Perintah >> Tolong tulis ulang bagian dari teks tentang pesantren mahasiswa di Ponorogo, mulai dari "Dalam sebulan terakhir" sampai "di kepengurusan NU.", dengan mengganti nama "Pesma" menjadi "Pondok Mahasiswa".

Teks Halaman >>
::::

Dalam sebulan terakhir sejumlah PT di Ponorogo memulai perkuliahan semester gasal tahun akademik 2020/2021. Para mahasiswa baru yang tinggal jauh dari kampus tentu saja membutuhkan tempat tinggal selama menempuh kuliah. Sebagian besar mereka memilih tinggal di Pesantren mahasiswa (Pesma).
Di Ponorogo pesantren yang menampung santri khusus mahasiswa berbagai perguruan tinggi bermunculan. Ambil contoh saja, Pesma Amanatul Ummah Patihan Kidul Siman, Pesma Al-Mutawakkil Pasar Pon Ponorogo dan yang terbilang paling muda, Pondok Pesantren Sunan Kalijaga Puyut Plalangan Jenangan.
Ketiga Pesma ini memiliki banyak kesamaan, setidaknya para santrinya khusus mahasiswa yang kuliah di beberapa IAIN Ponorogo, IAI Sunan Giri dan Universitas Muhammadiyah serta beberapa PT lainnya. Kesamaan lain, pengasuh ketiga pesantren ini adalah tenaga pengajar di IAIN Ponorogo dan terlibat aktif di kepengurusan NU.

::::

(Catatan pelabelan wilayah)

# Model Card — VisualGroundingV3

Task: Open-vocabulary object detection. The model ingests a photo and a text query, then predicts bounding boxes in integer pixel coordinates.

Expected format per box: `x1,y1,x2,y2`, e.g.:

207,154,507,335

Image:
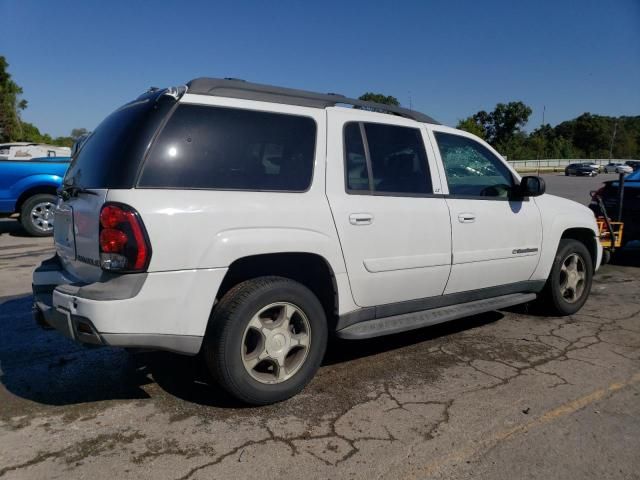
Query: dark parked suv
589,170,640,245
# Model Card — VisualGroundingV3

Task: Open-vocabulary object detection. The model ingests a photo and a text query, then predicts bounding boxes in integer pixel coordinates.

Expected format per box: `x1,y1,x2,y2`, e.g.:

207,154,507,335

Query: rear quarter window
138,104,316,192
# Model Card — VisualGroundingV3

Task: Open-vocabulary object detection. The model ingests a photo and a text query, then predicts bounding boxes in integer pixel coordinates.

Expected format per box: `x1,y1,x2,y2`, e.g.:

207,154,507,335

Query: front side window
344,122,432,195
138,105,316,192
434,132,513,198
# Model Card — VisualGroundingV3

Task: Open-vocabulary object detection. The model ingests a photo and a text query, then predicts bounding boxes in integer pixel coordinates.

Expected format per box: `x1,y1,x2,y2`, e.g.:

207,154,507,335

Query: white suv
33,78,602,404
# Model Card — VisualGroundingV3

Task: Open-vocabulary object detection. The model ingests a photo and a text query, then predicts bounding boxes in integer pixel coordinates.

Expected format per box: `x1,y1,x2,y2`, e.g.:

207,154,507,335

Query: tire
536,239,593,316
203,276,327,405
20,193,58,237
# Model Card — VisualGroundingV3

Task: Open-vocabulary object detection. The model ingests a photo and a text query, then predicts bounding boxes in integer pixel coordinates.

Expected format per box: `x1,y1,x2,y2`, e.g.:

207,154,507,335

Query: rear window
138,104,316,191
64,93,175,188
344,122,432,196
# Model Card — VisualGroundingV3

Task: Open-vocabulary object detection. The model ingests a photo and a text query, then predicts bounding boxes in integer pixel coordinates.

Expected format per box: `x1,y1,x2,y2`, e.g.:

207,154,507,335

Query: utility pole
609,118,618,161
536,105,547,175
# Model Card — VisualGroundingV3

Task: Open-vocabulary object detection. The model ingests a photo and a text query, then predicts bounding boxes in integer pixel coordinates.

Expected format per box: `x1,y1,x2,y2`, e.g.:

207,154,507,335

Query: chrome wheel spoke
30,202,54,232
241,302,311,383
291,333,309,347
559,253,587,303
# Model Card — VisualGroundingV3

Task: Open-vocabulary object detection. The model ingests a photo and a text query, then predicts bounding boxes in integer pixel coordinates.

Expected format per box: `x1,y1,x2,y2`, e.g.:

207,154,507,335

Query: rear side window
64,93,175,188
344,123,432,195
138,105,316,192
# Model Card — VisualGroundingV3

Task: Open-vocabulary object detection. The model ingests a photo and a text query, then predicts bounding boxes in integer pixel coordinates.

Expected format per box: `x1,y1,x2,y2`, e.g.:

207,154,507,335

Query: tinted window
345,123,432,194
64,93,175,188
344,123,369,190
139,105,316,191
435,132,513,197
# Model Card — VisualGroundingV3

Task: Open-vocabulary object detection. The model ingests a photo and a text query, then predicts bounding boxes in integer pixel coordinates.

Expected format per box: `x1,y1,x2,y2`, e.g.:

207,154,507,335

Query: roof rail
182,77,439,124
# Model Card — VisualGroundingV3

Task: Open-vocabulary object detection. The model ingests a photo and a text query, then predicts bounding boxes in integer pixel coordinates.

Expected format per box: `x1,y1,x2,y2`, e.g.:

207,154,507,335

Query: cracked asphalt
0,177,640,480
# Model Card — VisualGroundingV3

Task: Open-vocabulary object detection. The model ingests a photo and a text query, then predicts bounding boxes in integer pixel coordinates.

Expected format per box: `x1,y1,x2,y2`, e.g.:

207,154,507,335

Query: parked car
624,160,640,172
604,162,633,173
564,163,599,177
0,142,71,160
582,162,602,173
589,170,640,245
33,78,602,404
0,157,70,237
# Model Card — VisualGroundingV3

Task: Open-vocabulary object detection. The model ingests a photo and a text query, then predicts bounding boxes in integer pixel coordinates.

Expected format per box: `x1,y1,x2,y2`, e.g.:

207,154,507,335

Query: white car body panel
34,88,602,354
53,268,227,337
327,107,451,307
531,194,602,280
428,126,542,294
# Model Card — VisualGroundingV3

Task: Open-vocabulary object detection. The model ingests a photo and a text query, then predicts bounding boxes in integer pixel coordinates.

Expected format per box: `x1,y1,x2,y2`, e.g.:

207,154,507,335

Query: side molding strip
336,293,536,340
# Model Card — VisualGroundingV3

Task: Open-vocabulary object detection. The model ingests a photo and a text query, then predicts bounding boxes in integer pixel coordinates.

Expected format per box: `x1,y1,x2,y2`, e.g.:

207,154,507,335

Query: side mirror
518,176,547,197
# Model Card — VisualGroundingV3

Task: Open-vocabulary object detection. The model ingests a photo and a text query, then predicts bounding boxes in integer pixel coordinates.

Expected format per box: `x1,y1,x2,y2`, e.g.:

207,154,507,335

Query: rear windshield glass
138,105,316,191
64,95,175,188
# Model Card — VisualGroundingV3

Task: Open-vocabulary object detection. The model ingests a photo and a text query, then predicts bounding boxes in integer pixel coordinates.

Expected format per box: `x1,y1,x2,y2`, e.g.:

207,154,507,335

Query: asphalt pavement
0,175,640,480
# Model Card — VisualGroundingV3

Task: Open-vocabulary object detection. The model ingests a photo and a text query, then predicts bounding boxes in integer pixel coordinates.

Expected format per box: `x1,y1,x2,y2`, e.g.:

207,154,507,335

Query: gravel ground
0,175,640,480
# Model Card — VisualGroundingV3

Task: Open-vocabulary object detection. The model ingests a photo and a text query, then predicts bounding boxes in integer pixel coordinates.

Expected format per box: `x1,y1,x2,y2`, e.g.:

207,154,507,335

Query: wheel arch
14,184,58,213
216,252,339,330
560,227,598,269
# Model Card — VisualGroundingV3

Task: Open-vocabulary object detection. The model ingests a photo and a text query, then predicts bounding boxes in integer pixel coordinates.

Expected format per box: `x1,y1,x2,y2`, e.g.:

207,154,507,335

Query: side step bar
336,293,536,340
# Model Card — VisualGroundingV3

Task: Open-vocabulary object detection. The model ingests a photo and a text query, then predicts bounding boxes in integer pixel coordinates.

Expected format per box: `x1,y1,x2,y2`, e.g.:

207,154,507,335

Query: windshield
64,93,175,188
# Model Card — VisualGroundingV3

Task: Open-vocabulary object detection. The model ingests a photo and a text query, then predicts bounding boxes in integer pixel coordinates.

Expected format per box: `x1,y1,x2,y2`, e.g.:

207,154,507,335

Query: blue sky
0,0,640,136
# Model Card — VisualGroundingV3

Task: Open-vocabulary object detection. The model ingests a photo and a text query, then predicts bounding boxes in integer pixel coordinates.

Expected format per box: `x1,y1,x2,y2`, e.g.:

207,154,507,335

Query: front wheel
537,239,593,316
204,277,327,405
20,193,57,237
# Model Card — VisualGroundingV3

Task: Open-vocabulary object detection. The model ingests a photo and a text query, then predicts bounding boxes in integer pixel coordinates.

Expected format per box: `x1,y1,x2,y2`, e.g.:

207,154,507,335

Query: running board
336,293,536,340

::::

Jawaban Lengkap >>
Dalam sebulan terakhir sejumlah PT di Ponorogo memulai perkuliahan semester gasal tahun akademik 2020/2021. Para mahasiswa baru yang tinggal jauh dari kampus tentu saja membutuhkan tempat tinggal selama menempuh kuliah. Sebagian besar mereka memilih tinggal di Pesantren mahasiswa (Pondok Mahasiswa).
Di Ponorogo pesantren yang menampung santri khusus mahasiswa berbagai perguruan tinggi bermunculan. Ambil contoh saja, Pondok Mahasiswa Amanatul Ummah Patihan Kidul Siman, Pondok Mahasiswa Al-Mutawakkil Pasar Pon Ponorogo dan yang terbilang paling muda, Pondok Pesantren Sunan Kalijaga Puyut Plalangan Jenangan.
Ketiga Pondok Mahasiswa ini memiliki banyak kesamaan, setidaknya para santrinya khusus mahasiswa yang kuliah di beberapa IAIN Ponorogo, IAI Sunan Giri dan Universitas Muhammadiyah serta beberapa PT lainnya. Kesamaan lain, pengasuh ketiga pesantren ini adalah tenaga pengajar di IAIN Ponorogo dan terlibat aktif di kepengurusan NU.